## Task requirements
Write out the records again exactly. Nothing should be dropped.
--*--
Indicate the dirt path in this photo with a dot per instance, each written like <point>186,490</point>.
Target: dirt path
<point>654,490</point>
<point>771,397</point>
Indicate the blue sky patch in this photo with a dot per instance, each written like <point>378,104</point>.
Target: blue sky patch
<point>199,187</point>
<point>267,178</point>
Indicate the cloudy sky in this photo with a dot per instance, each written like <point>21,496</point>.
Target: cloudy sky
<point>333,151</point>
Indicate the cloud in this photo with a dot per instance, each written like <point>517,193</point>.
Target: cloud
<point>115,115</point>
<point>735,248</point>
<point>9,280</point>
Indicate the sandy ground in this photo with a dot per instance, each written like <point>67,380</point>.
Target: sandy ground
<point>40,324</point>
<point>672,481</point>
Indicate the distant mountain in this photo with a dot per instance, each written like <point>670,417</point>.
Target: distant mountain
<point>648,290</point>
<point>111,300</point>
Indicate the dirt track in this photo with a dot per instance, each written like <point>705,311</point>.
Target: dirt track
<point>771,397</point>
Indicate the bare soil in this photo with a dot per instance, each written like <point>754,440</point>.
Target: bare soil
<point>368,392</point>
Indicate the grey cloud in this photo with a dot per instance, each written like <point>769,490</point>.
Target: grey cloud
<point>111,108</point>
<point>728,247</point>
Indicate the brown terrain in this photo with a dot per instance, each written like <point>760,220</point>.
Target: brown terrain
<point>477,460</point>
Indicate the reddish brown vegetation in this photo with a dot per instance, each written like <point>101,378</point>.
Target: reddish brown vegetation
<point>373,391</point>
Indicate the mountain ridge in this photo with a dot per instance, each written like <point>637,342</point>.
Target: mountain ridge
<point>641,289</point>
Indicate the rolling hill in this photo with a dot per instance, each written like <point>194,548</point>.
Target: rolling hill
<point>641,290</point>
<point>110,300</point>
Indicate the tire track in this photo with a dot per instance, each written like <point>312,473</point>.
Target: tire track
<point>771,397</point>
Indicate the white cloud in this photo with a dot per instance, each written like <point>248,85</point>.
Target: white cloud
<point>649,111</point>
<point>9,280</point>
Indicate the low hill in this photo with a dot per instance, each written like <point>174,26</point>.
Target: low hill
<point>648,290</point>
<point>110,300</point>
--*--
## Written solution
Indicate the dirt path in this photo with a dot per instance, each written like <point>186,490</point>.
Target: dirt path
<point>654,490</point>
<point>771,397</point>
Indicate the blue sky patch in this photo with a dot per instance, each written like <point>378,104</point>.
Target: blue sky patch
<point>199,187</point>
<point>267,178</point>
Indicate the cloudy sky in this photo with a dot per instance, each written like <point>21,496</point>.
Target: cloudy sky
<point>333,151</point>
Indicate the cloud in this photo with a dot per instance, each written like <point>517,193</point>.
Target: cloud
<point>115,115</point>
<point>735,248</point>
<point>9,280</point>
Indicate the sandy ground in this photo with a dot per instance, each written like <point>67,380</point>.
Target: sandy ground
<point>40,324</point>
<point>672,481</point>
Indicate the distant mountain in this photo with a dot per instance, each written like <point>670,417</point>.
Target: distant mountain
<point>648,290</point>
<point>111,300</point>
Indicate the dirt track in this photo with a dot per instance, each written like <point>705,311</point>.
Target: dirt track
<point>771,397</point>
Indicate the bare soil in this photo with a dot per instance, each written like <point>754,440</point>.
Target: bare soil
<point>368,392</point>
Indicate the grey cloud in this photo with a dot per instance, each written like <point>769,490</point>.
Target: grey cloud
<point>111,108</point>
<point>728,247</point>
Indicate the brown terrain in this photo with a dot per instance, each written like <point>760,220</point>.
Target: brown terrain
<point>477,460</point>
Indicate the reddish brown vegetation in this photo with a dot per instance, each written like <point>101,378</point>.
Target: reddish brown vegetation
<point>373,391</point>
Indicate the mountain ridge in this photo with a dot per instance, each written like <point>637,342</point>.
Target: mountain ridge
<point>641,289</point>
Indicate the rolling hill in this photo with a dot per instance, each written like <point>194,548</point>.
Target: rolling hill
<point>641,290</point>
<point>110,300</point>
Indicate the tire track in this photo with a dot per instance, each written like <point>312,473</point>.
Target: tire track
<point>771,397</point>
Indicate the white cloud in this photo with a dot per instance, each written like <point>248,85</point>.
Target: white cloud
<point>649,111</point>
<point>9,280</point>
Indicate the low hill in this photo with a dot per instance, each written like <point>174,26</point>.
Target: low hill
<point>648,290</point>
<point>110,300</point>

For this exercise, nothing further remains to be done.